• [EXERCISE REQUIREMENTS] Please condense the paragraph of the text beginning "The enantiomeric resolution was firstly carried out" into a short bulleted list that keeps its main facts.

• [TEXT UNDER STUDY]
The enantiomeric resolution was firstly carried out by derivatizing 23 with the chiral derivatizing agent, 2-methoxyphenylacetic acid (MPA), giving 32. Although the enantiomers were resolved, the conditions for hydrolyzing selectively MPA from phosphate group were not found. The same derivatization was attempted on 21, resulting in 25. Separation of the 4 enantiomers was achieved by TLC but not by flash chromatography, where only pure column heads and tails were obtained. Even so, the access to the 4 enantiomers is possible using both (R or S)-MPA separately.

Finally, a third synthetic route via vinyl alcohol 44 was accomplished, where the syn/anti mixtures of 45 were easily separated by flash chromatography. The resolution of enantiomers and the determination of the absolute configuration of C3(OH) was carried out by using the Riguera’s et al. methodology on 46 and for C2 by NOEs of structures 51.

The synthesis until 24 was performed through 22.

Unfortunately, an excess of DMAP was necessary to derivatize 45, which ended up with a partial racemization as shown by HPLC and VCD: enantiomerically pure (-)-syn-45, enantioenriched (+)-syn-45 (94% ee) and (±)-anti-45 as a racemic mixture.

The products obtained (So, S1P and Cers analogs) were obtained and were tested on inhibition studies of S1PL, cell viability and sphingolipidimics. (2S,3S)-24 (IC50 = 33.4 μM) was demonstrated to be the eutomer in hS1PL and ESI-MS and dilution assays showed the typical

behaviour of irreversible inhibitor. Instead, JG and 31 showed a moderate inhibitory activity, suggesting that phosphate is not necessary.

Lipidomic experiments suggest that (2S,3R)-JG and (±)-anti-31 are substrates of Ceramide 2 (CerS2), but not of the CerS5 or CerS6. In addition, vinylCer 48 and 52 are hydrolyzed by ceramidases (CDases) and only the natural configuration of the free aminodiols is acylated again.

Regarding the effects on natural sphingolipidoma, all the diastereomers of vinylCer 48 and 52 appear to inhibit de novo synthesis, being serine palmitoyltransferase (SPT) a potential target.

Computational studies suggest that the nucleophile that could be responsible for the irreversible behavior of these molecules could be lysine L353 for intermediates coming from the aldimines C2S and lysines L353 and L359 for the C2(R).

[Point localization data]

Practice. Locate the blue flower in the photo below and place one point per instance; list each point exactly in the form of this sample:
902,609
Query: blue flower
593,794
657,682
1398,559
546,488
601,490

• [ANSWER TO THIS EXERCISE]
- Derivatizing 23 with the chiral agent 2-methoxyphenylacetic acid (MPA) gave 32. The enantiomers were resolved, but no conditions were found to hydrolyze MPA selectively from the phosphate group.
- The same derivatization of 21 gave 25. Its 4 enantiomers separated by TLC but not by flash chromatography, which gave only pure column heads and tails.
- All 4 enantiomers can still be obtained by using (R)- and (S)-MPA separately.